SUPPLIED MATERIAL -
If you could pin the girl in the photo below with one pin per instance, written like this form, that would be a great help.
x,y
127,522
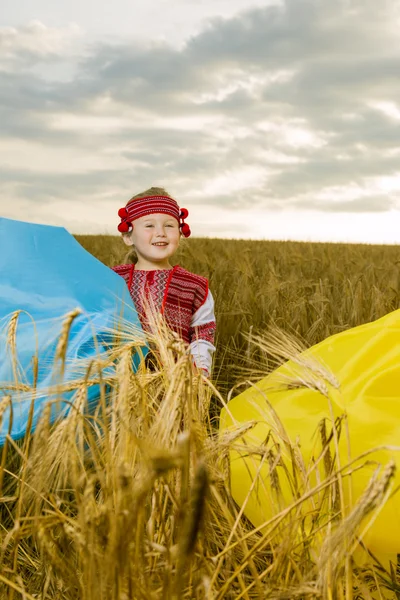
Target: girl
x,y
153,223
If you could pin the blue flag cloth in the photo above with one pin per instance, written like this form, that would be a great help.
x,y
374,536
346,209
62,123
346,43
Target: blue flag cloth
x,y
45,274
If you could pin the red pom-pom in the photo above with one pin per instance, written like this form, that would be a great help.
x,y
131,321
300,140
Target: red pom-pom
x,y
123,227
185,229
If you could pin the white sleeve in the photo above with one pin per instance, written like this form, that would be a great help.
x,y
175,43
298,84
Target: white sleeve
x,y
202,339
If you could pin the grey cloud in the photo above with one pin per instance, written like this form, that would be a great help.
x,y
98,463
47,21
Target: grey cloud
x,y
357,205
340,60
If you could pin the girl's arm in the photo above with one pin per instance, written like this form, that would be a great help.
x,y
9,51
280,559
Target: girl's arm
x,y
202,334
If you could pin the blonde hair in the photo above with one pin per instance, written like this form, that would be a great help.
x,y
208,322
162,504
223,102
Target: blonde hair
x,y
154,191
131,256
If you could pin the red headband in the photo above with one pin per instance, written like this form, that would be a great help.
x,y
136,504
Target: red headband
x,y
150,205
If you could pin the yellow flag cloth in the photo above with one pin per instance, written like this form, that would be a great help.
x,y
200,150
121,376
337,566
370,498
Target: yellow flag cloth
x,y
355,374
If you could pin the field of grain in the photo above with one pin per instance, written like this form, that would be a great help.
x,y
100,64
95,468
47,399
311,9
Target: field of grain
x,y
309,290
133,501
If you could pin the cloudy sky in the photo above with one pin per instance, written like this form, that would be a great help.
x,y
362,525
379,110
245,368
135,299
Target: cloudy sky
x,y
266,119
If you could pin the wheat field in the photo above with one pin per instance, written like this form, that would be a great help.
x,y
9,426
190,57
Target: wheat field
x,y
132,500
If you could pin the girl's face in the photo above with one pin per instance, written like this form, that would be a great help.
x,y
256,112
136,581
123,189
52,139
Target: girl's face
x,y
155,238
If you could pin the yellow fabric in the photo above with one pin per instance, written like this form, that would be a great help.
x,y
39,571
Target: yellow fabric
x,y
365,361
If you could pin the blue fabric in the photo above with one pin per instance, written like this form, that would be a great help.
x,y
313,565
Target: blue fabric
x,y
46,273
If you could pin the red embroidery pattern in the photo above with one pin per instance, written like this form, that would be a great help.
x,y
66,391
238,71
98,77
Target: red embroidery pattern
x,y
176,293
204,332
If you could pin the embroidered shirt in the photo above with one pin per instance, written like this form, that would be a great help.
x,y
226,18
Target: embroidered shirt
x,y
185,301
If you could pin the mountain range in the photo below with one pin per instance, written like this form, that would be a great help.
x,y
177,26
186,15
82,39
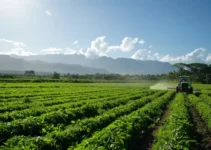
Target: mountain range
x,y
81,65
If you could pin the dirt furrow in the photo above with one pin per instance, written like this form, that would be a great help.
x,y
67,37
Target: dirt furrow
x,y
199,129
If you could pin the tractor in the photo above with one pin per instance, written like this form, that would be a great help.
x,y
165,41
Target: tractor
x,y
184,85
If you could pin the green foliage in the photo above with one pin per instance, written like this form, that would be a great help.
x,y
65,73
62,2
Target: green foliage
x,y
118,134
27,100
174,133
56,75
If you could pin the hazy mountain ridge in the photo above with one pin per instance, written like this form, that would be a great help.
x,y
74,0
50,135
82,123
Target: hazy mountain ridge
x,y
120,65
8,63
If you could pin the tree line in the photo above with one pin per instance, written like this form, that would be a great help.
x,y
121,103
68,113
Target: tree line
x,y
199,72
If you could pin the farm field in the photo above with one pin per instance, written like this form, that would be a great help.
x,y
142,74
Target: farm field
x,y
101,116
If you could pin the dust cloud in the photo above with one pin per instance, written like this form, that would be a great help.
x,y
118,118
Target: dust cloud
x,y
162,86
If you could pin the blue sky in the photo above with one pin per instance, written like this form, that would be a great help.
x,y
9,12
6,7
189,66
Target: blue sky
x,y
164,30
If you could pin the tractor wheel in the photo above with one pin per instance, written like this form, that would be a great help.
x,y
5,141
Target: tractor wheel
x,y
191,90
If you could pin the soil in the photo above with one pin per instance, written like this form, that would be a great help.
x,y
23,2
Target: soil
x,y
199,130
146,143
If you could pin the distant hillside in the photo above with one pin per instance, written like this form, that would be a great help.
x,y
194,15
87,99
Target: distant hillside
x,y
8,63
120,65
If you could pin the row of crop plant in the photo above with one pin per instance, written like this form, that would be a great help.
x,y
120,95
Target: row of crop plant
x,y
80,129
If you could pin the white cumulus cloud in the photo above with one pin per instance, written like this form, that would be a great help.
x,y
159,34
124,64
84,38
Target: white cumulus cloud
x,y
141,41
75,42
48,12
199,55
127,45
17,44
17,51
144,54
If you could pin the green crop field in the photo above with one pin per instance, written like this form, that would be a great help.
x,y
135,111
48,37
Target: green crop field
x,y
101,116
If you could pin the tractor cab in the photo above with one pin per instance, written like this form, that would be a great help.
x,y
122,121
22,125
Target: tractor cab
x,y
184,84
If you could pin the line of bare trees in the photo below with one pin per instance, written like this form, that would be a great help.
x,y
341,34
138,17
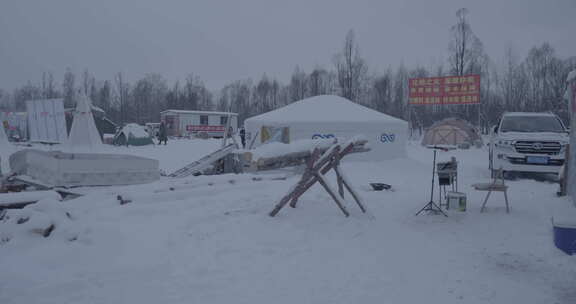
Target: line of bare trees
x,y
532,83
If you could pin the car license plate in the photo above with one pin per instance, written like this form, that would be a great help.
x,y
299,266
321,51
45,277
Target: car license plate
x,y
538,160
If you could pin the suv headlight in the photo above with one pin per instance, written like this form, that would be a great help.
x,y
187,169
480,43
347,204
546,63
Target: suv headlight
x,y
505,143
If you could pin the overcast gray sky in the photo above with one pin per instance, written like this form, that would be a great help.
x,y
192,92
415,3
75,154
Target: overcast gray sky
x,y
222,41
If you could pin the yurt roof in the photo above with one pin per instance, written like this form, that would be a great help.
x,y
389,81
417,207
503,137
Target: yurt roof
x,y
324,108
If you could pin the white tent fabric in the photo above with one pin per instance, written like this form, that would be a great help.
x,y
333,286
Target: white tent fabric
x,y
329,116
83,132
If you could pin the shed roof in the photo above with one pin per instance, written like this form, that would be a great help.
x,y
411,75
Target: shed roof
x,y
199,112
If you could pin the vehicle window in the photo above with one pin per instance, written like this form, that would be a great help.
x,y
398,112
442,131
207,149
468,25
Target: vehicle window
x,y
531,124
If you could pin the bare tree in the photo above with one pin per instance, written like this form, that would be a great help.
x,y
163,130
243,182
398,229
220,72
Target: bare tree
x,y
464,47
350,68
69,89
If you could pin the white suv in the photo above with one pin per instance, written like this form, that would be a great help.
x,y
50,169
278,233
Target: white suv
x,y
528,142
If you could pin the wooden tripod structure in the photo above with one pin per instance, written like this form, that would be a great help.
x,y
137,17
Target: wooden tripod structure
x,y
316,167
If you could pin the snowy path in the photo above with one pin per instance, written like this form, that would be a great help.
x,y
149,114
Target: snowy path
x,y
216,244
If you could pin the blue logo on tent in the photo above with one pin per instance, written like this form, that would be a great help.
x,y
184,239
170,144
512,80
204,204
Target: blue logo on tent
x,y
387,137
322,136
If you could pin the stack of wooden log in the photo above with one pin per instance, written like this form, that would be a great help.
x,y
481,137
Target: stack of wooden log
x,y
297,158
317,165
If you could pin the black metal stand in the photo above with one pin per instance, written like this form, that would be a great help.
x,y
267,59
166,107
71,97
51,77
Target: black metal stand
x,y
431,206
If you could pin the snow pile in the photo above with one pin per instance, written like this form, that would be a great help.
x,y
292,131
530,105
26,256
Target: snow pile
x,y
135,130
209,239
46,218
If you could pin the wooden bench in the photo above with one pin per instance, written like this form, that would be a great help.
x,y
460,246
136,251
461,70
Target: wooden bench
x,y
497,185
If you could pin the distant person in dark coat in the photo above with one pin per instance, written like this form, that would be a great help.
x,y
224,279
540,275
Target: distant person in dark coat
x,y
243,137
162,134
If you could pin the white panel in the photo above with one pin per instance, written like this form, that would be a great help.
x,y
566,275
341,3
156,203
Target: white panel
x,y
46,120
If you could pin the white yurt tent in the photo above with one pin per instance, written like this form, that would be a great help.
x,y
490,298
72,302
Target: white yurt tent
x,y
329,116
83,133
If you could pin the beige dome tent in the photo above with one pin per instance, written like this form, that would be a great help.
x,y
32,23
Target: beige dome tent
x,y
451,131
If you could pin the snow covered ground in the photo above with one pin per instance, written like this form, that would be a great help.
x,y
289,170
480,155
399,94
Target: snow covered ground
x,y
211,241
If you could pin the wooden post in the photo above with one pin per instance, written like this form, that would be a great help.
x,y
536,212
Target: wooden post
x,y
316,167
336,198
352,192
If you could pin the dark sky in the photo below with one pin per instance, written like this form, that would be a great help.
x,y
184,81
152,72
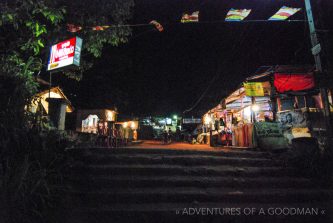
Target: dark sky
x,y
165,73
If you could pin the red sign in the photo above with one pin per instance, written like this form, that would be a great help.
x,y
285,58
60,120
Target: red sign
x,y
65,53
293,82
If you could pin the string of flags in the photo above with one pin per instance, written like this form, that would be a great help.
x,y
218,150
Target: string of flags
x,y
194,17
233,15
284,13
237,14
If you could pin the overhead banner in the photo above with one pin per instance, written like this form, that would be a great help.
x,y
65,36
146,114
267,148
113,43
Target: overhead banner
x,y
65,53
293,82
236,15
284,13
194,17
254,89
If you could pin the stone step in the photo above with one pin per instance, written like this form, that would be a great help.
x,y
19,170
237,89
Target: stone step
x,y
191,194
179,170
90,183
186,160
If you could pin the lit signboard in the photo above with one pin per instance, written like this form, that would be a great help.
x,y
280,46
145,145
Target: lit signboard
x,y
65,53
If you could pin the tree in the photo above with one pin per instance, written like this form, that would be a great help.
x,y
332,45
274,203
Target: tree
x,y
29,27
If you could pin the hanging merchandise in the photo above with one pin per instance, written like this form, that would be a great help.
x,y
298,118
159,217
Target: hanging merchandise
x,y
284,13
194,17
236,15
158,26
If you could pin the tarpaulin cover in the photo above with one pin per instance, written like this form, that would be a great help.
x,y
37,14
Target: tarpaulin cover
x,y
293,82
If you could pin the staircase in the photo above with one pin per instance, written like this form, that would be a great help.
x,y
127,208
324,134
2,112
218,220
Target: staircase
x,y
156,185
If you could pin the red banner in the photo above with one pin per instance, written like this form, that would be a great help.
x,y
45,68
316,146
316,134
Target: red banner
x,y
293,82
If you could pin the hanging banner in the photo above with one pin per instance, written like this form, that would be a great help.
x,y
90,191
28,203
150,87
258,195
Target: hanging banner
x,y
284,13
254,89
194,17
293,82
65,53
236,15
73,28
157,25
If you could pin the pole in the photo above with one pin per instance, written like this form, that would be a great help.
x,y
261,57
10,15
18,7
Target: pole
x,y
316,48
50,86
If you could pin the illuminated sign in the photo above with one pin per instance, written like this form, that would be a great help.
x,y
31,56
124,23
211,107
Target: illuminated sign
x,y
65,53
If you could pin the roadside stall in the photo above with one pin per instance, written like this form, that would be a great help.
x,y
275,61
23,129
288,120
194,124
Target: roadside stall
x,y
268,110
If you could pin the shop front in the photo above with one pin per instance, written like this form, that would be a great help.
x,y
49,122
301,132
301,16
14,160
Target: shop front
x,y
268,110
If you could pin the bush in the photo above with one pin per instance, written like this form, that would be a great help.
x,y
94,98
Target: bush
x,y
31,165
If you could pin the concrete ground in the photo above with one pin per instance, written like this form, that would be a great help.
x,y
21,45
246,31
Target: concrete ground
x,y
154,144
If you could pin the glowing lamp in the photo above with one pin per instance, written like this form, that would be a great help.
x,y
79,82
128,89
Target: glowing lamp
x,y
255,108
247,111
207,119
133,126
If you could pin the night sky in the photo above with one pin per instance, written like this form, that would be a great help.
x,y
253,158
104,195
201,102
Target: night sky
x,y
165,73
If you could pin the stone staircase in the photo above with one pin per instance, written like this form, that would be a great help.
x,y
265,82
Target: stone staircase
x,y
156,185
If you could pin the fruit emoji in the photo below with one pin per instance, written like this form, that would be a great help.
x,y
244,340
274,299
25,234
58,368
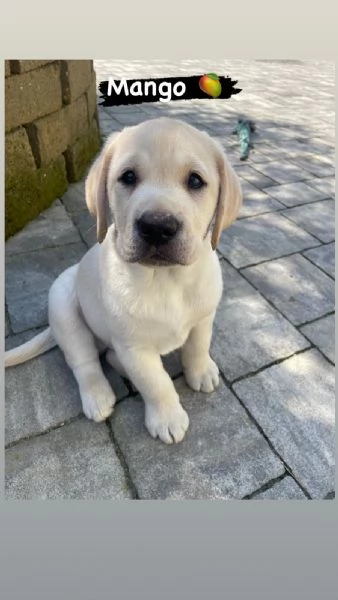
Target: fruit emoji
x,y
210,84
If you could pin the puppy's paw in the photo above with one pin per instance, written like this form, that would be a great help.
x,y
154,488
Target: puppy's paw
x,y
205,379
114,362
98,400
169,423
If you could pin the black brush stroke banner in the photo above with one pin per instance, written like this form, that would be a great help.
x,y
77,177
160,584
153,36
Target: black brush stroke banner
x,y
192,91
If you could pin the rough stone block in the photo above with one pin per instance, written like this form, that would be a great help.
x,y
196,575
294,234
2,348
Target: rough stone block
x,y
33,192
63,465
82,152
7,68
22,66
76,78
18,156
55,132
32,95
74,199
92,99
86,225
222,456
294,403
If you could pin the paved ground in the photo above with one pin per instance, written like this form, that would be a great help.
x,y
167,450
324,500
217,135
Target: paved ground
x,y
268,431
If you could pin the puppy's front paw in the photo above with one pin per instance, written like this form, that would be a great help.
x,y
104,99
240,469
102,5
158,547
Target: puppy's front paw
x,y
98,400
169,423
204,379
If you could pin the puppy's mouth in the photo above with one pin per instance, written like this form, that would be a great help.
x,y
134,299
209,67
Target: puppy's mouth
x,y
154,257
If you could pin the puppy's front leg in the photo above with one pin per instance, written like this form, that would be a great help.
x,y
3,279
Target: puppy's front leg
x,y
200,371
164,416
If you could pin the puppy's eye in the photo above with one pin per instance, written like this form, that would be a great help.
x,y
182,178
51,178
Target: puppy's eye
x,y
195,181
128,177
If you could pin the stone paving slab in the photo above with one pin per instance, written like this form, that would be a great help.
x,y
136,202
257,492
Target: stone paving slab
x,y
51,228
321,333
42,393
248,333
283,172
222,456
301,291
324,257
317,219
77,461
253,176
256,202
253,240
294,404
317,165
28,280
285,489
292,194
326,185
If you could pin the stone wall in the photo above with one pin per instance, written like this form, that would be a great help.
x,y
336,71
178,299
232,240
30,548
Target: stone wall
x,y
52,133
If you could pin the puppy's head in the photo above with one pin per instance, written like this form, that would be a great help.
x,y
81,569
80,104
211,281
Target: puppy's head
x,y
169,189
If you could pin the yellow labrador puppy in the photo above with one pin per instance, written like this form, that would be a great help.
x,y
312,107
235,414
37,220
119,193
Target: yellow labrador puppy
x,y
153,282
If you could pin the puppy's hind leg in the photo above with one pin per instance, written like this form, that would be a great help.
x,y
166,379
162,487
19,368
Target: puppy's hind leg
x,y
78,344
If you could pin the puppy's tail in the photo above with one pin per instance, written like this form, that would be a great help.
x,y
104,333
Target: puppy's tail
x,y
38,345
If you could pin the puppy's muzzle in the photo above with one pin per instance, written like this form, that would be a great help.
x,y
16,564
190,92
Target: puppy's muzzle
x,y
157,229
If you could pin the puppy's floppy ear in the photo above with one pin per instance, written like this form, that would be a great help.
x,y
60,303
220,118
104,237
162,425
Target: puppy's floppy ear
x,y
96,187
229,196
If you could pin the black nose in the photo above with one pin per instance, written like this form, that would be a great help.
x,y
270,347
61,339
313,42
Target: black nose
x,y
156,228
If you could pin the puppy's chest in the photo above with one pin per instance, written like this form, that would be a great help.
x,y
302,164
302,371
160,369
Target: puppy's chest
x,y
164,317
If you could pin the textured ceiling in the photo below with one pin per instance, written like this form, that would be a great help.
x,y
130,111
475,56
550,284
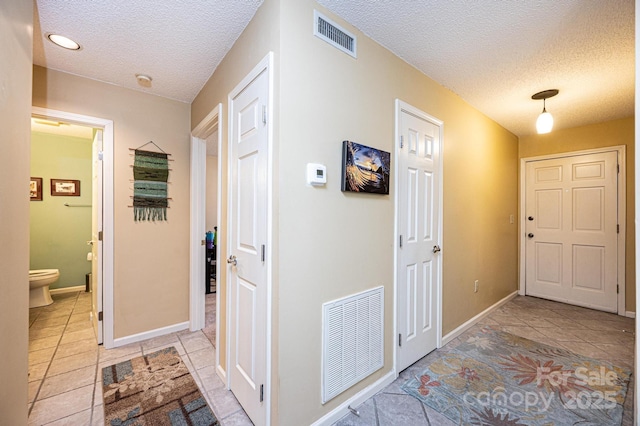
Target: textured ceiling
x,y
494,54
179,43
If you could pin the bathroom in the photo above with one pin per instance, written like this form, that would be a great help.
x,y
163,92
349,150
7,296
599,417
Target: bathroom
x,y
60,208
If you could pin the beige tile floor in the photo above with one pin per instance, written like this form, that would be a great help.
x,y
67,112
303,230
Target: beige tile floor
x,y
584,331
65,364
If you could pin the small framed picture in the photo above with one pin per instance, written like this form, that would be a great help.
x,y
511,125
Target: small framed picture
x,y
365,169
65,187
35,189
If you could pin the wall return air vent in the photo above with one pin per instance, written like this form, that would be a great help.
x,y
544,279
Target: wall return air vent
x,y
333,34
352,340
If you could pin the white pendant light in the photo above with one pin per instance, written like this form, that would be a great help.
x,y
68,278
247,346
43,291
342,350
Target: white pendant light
x,y
544,123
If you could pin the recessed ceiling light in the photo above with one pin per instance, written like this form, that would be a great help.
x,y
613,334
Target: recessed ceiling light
x,y
144,80
63,41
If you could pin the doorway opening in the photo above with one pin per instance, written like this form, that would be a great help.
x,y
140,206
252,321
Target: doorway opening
x,y
205,277
100,244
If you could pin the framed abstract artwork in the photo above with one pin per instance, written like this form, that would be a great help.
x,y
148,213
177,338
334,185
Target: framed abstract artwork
x,y
35,189
365,169
65,187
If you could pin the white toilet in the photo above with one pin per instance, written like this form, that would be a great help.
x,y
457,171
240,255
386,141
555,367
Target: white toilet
x,y
39,281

WHAT YOU ARE ASKED TO DO -
With the string "below" as the key, filter the data above and show the lines that match.

REPLY TO THE TASK -
If you could pin the girl in the photo below with one pin per instance, written like this form, that would be a great help.
If you could pin the mountain range in the photo below with one pin per instance, written like this form, that would be a great help.
If you could pin the line of bare trees in the photo below with one pin per instance, written like this form, that would be a great help.
If you could pin the dark sky in the photo below with one pin per instance, written like this form, that would be a great help.
If you could pin the fruit emoji in the photo below with one pin per instance, written like this form, that would be a great help.
If you could pin the textured ceiling in the photo below with one pin per instance, written like this form, that would be a great help.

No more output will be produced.